(DIRECTIONS):
a) List every keyword given in the excerpt on HIV-associated tuberculosis in India.
b) Carry on the excerpt on HIV-associated tuberculosis in India, picking up after its final sentence.

(SELECTED EXTRACT):

┌──

Interpretation & conclusions
The HIV seropositive TB patients responded poorly to the RNTCP regimens as evidenced by lower success rates with chemotherapy and high mortality rates during treatment and follow up. There is a need to streamline the identification and management of HIV associated TB patients in the programme with provision of ART to achieve high cure rates for TB, reducing mortality rates and ensuring a better quality of life.
Keywords: Anti-retroviral therapy, HIV, HIV-TB, RNTCP, seropositive, sputum, tuberculosis
Tuberculosis is a major public health problem globally as well as regionally. In Asia, the prevalence of HIV infection in TB patients has been lower than that reported from sub-Saharan Africa1. In urban areas in India, a series of referral center surveys from the late 1990's reported an increasing prevalence of HIV among TB patients2–12 Raizada et al12 provided information from community based surveys on tuberculosis patients in different regions of India and showed a HIV prevalence varying from 1 to 13.8 per cent in 15 different districts in India12. In India, more than 50 per cent of HIV seropositive subjects have been shown to develop active tuberculosis at least once in their lifetime13,14. Thus, managing HIV associated TB could be a problem in areas where HIV prevalence is high.
In the Revised National Tuberculosis Control Programme (RNTCP) in India, the target of 85 per cent cure rate has been attained. A recent report indicates a success rate of 87 per cent in 200915. This, however, is a mean of results achieved throughout the country with a HIV prevalence of 0.29 per cent16. The distribution of HIV infection is uneven and there are six States which have HIV prevalence over 1 per cent. In such areas, the prevalence of HIV infection in TB patients may be high, which could in turn affect the efficacy of the RNTCP regimen.

└──

(SOURCE MATERIAL):

┌──

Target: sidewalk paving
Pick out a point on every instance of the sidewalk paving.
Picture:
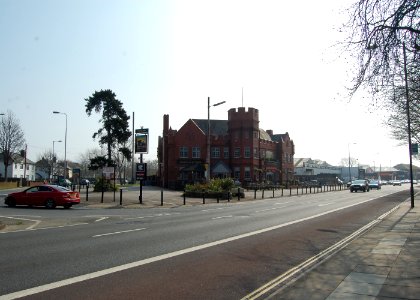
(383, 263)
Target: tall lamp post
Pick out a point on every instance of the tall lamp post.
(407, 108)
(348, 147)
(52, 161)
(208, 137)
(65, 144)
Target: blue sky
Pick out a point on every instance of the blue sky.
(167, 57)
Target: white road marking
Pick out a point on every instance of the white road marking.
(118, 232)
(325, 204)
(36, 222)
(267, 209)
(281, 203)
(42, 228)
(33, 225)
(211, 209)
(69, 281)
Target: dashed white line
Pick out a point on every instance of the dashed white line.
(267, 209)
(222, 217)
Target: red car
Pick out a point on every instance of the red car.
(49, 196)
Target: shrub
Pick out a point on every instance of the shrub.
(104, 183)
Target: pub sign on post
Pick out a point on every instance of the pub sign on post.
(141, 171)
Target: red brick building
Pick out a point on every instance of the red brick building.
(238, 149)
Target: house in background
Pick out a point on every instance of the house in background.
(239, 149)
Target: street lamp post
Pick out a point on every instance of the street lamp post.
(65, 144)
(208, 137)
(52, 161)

└──
┌──

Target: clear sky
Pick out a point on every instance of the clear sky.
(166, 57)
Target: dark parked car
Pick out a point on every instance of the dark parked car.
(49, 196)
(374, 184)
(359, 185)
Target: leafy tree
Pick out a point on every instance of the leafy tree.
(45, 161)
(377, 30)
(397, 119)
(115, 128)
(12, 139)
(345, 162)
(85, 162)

└──
┌──

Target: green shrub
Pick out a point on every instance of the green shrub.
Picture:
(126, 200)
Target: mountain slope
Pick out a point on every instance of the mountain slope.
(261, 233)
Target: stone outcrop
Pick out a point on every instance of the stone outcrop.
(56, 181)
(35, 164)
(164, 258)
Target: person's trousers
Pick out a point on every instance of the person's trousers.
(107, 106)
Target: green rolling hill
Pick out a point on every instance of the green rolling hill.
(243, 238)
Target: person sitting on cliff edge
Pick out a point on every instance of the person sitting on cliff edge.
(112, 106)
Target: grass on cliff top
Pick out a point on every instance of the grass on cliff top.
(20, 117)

└──

(WRITTEN RESPONSES):
a) Anti-retroviral therapy, HIV, HIV-TB, RNTCP, seropositive, sputum, tuberculosis

b)
In the TB Control Programme in India, routine screening for HIV infection was not being carried out in tuberculosis patients till recently. Hence, many patients were being treated for tuberculosis under programme conditions without knowledge of the presence or absence of concurrent HIV infection. However, in high HIV prevalence States, there is a provision for routine referral of all TB patients for voluntary HIV- counselling and testing.
The current RNTCP regimens in India are highly effective in the management of tuberculosis patients without HIV infection. There was insufficient information about their efficacy in HIV associated TB. Hence, the Indian Council of Medical Research (ICMR), New Delhi, commissioned two Task Force studies in Pune and Chennai to determine the efficacy of the directly observed intermittent short course RNTCP regimens in pulmonary tuberculosis patients having concurrent HIV infection. The present study reports on the outcome of the study conducted in Pune.
Material & Methods
This prospective observational study was undertaken at the Chest Clinic in Talera Hospital located in the Pimpri Chinchwad area of Pune. This clinic serves as the District TB Centre (DTC) for the Pimpri Chinchwad Municipal Corporation (PCMC) area under the Revised National Tuberculosis Control Programme of India. The DTC at Talera Hospital has a good record of implementation of the RNTCP and is located in an area with a high prevalence of HIV infection. Between 11 to 31 per cent of the new TB patients attending the Talera Clinic had concurrent HIV infection, similar to that reported earlier from other TB clinics in the Pune region17.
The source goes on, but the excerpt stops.